**Your instructions**
Scan the records for the line containing "of the upper"; extract it and all later lines, verbatim, through the end, and nothing before it.
══ Provided entries ══
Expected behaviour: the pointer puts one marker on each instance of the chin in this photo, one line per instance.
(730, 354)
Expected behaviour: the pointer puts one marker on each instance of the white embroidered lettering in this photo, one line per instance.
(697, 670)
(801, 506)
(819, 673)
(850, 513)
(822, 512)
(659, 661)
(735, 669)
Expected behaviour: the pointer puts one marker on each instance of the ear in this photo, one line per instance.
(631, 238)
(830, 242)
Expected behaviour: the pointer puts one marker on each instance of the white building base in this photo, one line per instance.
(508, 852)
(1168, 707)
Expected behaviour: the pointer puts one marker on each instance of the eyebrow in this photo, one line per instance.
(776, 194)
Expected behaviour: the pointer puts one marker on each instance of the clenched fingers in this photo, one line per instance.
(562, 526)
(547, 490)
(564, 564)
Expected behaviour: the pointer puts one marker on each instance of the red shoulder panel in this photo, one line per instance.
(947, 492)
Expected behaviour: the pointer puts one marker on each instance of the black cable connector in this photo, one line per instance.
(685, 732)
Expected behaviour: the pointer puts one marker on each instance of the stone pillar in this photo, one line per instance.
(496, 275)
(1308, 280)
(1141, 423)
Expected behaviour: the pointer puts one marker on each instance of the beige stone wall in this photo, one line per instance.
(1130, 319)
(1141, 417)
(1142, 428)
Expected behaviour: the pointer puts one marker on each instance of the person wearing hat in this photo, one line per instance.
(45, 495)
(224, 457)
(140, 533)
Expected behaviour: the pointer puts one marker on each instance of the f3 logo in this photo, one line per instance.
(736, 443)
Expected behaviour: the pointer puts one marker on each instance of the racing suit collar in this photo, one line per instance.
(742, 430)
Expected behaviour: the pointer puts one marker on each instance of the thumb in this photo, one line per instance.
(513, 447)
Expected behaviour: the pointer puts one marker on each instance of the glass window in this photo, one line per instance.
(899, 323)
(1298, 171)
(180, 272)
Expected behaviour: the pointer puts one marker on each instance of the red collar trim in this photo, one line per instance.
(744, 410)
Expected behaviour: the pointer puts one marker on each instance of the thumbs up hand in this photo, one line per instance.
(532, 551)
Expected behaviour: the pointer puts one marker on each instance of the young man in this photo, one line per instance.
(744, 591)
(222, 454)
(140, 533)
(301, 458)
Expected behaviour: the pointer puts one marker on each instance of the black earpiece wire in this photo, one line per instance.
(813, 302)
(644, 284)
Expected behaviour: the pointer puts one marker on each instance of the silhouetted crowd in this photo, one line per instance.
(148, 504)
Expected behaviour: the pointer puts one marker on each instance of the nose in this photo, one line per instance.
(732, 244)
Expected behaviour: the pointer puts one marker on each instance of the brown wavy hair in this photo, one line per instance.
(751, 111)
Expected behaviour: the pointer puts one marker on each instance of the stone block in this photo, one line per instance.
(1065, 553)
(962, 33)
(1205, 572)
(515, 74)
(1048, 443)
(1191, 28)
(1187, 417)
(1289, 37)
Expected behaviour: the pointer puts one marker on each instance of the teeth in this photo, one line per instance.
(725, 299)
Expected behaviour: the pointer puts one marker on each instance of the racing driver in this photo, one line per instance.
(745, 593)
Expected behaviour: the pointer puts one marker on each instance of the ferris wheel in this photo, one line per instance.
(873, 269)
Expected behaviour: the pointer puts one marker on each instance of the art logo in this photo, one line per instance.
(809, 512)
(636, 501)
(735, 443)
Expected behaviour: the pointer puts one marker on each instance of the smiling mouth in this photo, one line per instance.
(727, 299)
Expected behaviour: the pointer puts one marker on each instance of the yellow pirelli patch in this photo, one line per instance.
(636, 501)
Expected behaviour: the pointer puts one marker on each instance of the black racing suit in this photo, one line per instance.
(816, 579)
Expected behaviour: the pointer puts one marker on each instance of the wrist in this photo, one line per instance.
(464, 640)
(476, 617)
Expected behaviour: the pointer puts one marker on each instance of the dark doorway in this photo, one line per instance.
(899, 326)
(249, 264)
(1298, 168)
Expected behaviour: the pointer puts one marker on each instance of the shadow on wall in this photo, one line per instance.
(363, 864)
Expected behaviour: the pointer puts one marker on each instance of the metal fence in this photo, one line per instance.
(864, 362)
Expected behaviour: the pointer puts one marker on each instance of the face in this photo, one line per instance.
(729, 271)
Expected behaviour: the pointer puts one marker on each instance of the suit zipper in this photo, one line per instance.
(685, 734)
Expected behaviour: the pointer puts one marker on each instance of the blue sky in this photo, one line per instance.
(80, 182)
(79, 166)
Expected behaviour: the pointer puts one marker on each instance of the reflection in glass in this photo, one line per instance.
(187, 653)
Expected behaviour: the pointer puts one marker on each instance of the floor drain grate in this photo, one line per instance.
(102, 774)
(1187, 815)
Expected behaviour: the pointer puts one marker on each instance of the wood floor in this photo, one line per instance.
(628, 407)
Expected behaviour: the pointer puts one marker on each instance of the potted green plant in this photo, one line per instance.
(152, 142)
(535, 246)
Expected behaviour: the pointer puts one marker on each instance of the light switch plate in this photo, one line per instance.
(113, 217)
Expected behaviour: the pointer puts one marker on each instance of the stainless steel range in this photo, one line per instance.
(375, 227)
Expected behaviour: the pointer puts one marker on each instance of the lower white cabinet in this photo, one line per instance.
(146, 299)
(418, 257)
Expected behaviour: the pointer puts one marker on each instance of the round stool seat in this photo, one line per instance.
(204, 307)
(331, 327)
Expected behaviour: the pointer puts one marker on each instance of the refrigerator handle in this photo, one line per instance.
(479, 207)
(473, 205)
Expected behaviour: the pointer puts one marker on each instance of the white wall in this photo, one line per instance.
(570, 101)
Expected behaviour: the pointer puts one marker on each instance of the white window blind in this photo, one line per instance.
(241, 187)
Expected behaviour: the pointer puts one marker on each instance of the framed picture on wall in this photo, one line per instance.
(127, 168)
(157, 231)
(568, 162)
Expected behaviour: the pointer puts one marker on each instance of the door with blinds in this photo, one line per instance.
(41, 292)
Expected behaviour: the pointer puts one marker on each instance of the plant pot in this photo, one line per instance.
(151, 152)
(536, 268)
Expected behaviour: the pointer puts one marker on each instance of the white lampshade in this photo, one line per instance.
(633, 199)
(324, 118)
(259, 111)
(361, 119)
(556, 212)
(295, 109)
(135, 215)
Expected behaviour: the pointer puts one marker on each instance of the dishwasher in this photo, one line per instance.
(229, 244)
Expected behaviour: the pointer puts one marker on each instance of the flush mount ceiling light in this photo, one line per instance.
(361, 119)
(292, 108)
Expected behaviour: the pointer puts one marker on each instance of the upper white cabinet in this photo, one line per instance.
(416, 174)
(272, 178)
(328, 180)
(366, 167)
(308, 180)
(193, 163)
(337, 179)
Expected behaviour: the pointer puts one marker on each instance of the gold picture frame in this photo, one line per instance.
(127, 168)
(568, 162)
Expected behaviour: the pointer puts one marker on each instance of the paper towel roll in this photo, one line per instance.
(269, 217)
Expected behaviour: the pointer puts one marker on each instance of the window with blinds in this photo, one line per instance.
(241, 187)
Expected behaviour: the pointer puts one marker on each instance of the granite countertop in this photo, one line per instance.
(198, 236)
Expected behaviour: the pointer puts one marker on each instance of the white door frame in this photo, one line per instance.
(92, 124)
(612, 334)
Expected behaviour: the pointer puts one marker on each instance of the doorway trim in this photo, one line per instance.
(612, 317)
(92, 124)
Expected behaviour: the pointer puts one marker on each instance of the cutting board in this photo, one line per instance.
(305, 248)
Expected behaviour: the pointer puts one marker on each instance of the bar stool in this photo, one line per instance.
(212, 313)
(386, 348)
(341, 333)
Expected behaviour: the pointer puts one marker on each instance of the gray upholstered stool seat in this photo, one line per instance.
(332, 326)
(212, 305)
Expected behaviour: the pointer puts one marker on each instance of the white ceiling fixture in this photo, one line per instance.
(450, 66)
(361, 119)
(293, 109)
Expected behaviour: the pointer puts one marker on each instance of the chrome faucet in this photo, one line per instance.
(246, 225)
═══
**Result**
Expected behaviour: the pointer puts one marker on each instance of the upper white cabinet in this photo, one line per instance.
(416, 174)
(272, 178)
(328, 180)
(366, 167)
(308, 180)
(193, 163)
(337, 179)
Expected behaviour: the pointer puts one marker on each instance of the gold picture frame in this photo, one line per instance.
(127, 168)
(568, 162)
Expected behaviour: the pointer puts one marker on each instance of the paper towel roll in this photo, one line per instance.
(269, 217)
Expected behaviour: the pointer puts one marker on each instance of the window with blinds in this photo, one line per instance.
(241, 187)
Expected behaviour: the pointer puts one marker on each instance of the granite countertop in this photo, one line per instance.
(198, 236)
Expected behaviour: the pointer puts one marker on each instance of the white door frame in this photo, one line per instance.
(92, 124)
(612, 334)
Expected behaviour: the pointer puts one marker on each instance of the doorway trim in this photo, one line per instance.
(612, 317)
(92, 124)
Expected behaviour: the pointer puts one marker on each instance of the cutting board in this photo, one line per instance.
(305, 248)
Expected behaviour: the pointer puts one marker on each instance of the bar stool in this photo, one line per instance.
(212, 313)
(386, 348)
(341, 333)
Expected behaviour: the pointer puts one marker on each instance of the gray upholstered stool seat in this photo, one line per instance.
(332, 326)
(212, 305)
Expected behaviour: the pointer puts one marker on each instance of the white ceiling fixture in this photo, one line per instance.
(450, 66)
(361, 119)
(293, 109)
Expected behaviour: the pointer puts one marker on each instance of the chrome faucet in this photo, one line per instance.
(246, 225)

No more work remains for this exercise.